*REQUIRED ACTION 1*. In the news report, how much did the Cork man pay for the phone advertised on donedeal.ie?
*REQUIRED ACTION 2*. Copy the news report word for word from "Brylewicz was driving" to "to call gardaí.".
** Opening SELECTED EXTRACT block **
A young man who drove around with a blue flashing light on his car pretending to be a garda during a Covid-19 pandemic lockdown has avoided a jail term despite the judge being annoyed by his “general attitude”.
Dorian Brylewicz (23) and another man stopped a number of people in April 2020 claiming to be gardaí.
Brylewicz was driving the Audi A3 with a blue flashing light on the dashboard when he stopped one man walking his dog. The men claimed they were gardaí but when the walker asked for identification they got back into the car and drove off.
Brylewicz stopped a Dublin bus driver and claimed he was a garda and had to inspect the bus but didn’t go any further after the driver asked for identification.
A third man was also approached by the pair posing as gardaí and the man asked for a badge or some sort of garda identification.
The co-accused ran at the man with his hand raised and the man injured his hand when he put it up to protect himself. The co-accused then tried to take the man’s phone as he was trying to call gardaí.
Brylewicz, of Mulberry Park, Carpenterstown, Castleknock, Dublin, pleaded guilty at Dublin Circuit Criminal Court to impersonating a member of an Garda Siochana at Carpenterstown Road, Castleknock, Dublin 15, on April 19, 2020.
He also pleaded guilty to theft in May 2019. The court heard he advertised a phone for sale on donedeal.ie and took a payment of €560 from a Cork man for the phone into his then partner’s bank account.
Brylewicz was not on bail for the theft when he impersonated the garda in April 2020. His previous convictions include 10 for road traffic and one for the theft of a bicycle.
Responding to a submission from Brylewicz's defending barrister that he was under the influence of a negative peer group at the time, Judge Nolan said “he conned a young fella from Cork out of his money”, prior to impersonating a garda.
“It seems your client has a severe attitude problem. He thought the law was for everyone else but not him,” Judge Nolan continued.
“How many chances should he get? I am not impressed with the accused and his general attitude,” the judge said.
He said he did accept that Brylewicz is working now and said “it seems his mentality has since changed”.
“And if I am to believe his counsel, he is remorseful,” he continued.
“But does he deserve jail, that is the question. Despite the defendant annoying me in the extreme, in my view it would be unjust to imprison him” Judge Nolan said.
He sentenced Brylewicz to 18 months in prison which he suspended in full on condition that he pay €5,000 within three months to the prosecuting garda, €4,000 of which is to go to a charity in the Castleknock area and €1,000 for the individual he stole the money from.
** Closing SELECTED EXTRACT block **
** Opening RECORDS SHOWN block **
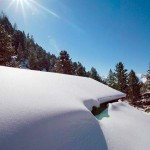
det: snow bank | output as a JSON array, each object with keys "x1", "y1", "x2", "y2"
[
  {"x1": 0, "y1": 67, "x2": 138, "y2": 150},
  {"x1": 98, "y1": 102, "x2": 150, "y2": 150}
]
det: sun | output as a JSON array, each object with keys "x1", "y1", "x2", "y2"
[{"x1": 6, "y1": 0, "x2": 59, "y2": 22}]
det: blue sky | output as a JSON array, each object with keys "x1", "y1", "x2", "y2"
** Closing RECORDS SHOWN block **
** Opening RECORDS SHOWN block **
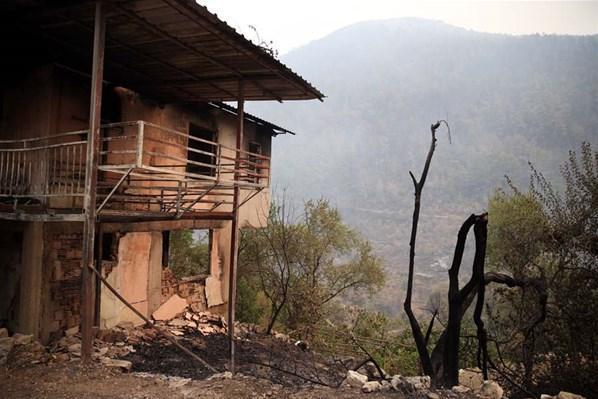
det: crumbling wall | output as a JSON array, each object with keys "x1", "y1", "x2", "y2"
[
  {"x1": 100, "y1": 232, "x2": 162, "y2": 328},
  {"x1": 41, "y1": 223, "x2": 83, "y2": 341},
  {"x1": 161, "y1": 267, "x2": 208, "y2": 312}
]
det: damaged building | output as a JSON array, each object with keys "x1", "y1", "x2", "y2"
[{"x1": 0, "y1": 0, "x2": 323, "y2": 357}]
** Closing RECORDS SHOWN block **
*REPLY 1*. €560

*REPLY 2*.
Brylewicz was driving the Audi A3 with a blue flashing light on the dashboard when he stopped one man walking his dog. The men claimed they were gardaí but when the walker asked for identification they got back into the car and drove off.
Brylewicz stopped a Dublin bus driver and claimed he was a garda and had to inspect the bus but didn’t go any further after the driver asked for identification.
A third man was also approached by the pair posing as gardaí and the man asked for a badge or some sort of garda identification.
The co-accused ran at the man with his hand raised and the man injured his hand when he put it up to protect himself. The co-accused then tried to take the man’s phone as he was trying to call gardaí.